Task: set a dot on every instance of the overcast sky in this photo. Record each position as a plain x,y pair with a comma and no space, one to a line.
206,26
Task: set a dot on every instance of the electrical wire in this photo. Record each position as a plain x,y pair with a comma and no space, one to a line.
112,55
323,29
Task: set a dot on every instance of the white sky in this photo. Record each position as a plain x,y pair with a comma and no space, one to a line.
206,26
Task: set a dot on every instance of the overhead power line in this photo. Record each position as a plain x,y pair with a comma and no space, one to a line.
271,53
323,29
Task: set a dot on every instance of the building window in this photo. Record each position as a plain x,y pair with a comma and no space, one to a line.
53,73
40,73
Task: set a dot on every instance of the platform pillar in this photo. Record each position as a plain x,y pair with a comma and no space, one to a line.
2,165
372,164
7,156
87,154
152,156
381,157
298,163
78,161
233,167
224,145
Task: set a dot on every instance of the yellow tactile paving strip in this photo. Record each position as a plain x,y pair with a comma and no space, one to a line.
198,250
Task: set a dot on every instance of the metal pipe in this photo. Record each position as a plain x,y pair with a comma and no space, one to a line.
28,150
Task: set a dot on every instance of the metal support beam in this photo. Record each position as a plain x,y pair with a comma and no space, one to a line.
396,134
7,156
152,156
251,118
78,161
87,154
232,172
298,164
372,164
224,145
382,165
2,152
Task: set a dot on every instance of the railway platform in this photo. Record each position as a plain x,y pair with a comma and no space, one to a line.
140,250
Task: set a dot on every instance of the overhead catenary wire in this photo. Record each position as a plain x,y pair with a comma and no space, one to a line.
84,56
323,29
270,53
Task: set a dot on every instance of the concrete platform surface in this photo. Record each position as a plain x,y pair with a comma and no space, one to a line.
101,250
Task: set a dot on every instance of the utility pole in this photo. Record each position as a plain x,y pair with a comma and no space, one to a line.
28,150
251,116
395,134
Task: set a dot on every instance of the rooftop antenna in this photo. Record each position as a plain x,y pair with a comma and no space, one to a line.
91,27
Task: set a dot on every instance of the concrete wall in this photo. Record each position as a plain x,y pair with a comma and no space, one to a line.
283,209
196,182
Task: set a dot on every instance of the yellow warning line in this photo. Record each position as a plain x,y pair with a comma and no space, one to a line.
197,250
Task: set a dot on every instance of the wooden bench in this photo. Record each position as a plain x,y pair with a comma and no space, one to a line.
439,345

→ Aim of the exercise
Copy out the whole listing, exactly as written.

→ Answer area
Task: set a dot on every instance of the overcast sky in this photo. Record each position as a plain x,y pair with a comma and no space, one to a line.
206,26
Task: set a dot on every instance of the electrical wire in this photo. Record each position as a plain x,y pair with a comma and no space, one to a line.
112,55
323,29
Task: set a dot on every instance of the white sky in this photo. Record each position as a plain x,y pair with a comma and no space, one to a line.
206,26
Task: set a dot on every instance of the overhead power line in this photo. Record each position as a plain x,y pair with a comma and no space, one to a line.
271,53
323,29
Task: set a dot on every instance of the building window in this photo. Record each position as a plain x,y pair with a comma and no space, one to a line.
53,73
40,73
Task: set a dot on every instance of the platform pillar in this photo. Record each position as a plain x,y pair with a comma and no space, one to a line.
2,165
372,164
7,156
87,154
152,156
381,157
298,163
78,161
233,167
224,145
Task: set a dot on every instance of the yellow tactile paving strip in this photo. Record each position as a plain x,y pair with a comma and no space, one to a line.
198,250
Task: set a dot on every instance of the metal pipe in this photo. Record each position as a plain x,y pair with a comma and no space, one to a line.
28,150
Task: set a dot on every instance of the metal support beam in this photo. Record each position as a plain x,y pair with a comma and no space, one to a line.
396,134
7,156
152,156
251,118
78,161
87,154
232,172
298,164
372,164
224,145
382,165
2,152
Task: set a dot on every instance of the railway platform in this photo. Record each position as a plain x,y pair with a comma and no space, one to a line.
140,250
Task: set a dot on every instance of the overhead catenary wire in this photo. Record each position as a plain x,y pair with a comma and no space, one to a line.
84,56
323,29
270,53
Task: set a dot on every instance of the concrete platform surface in this photo. Record each position as a plain x,y pair with a comma and no space, one to a line.
101,250
Task: set a dot on every instance of the utility pole in this photo. Record each position as a plain x,y pair with a comma and no space, one to a line.
28,150
251,116
395,134
Task: set a dot on every instance of the rooftop antenna in this photo. Record each position as a plain x,y pair with a comma and no space, one to a line.
91,27
Task: set a dot on every instance of the concrete wall in this photo. Record each position as a plain x,y pair with a comma and no space, one to a line.
283,209
196,182
Task: set a dot on every instance of the yellow warning line in this photo. Record each position as a plain x,y pair with a comma and no space, one to a line.
197,250
Task: set a dot on every instance of the wooden bench in this photo. Record each position as a plain x,y pair with a comma and no space, one to a line.
439,345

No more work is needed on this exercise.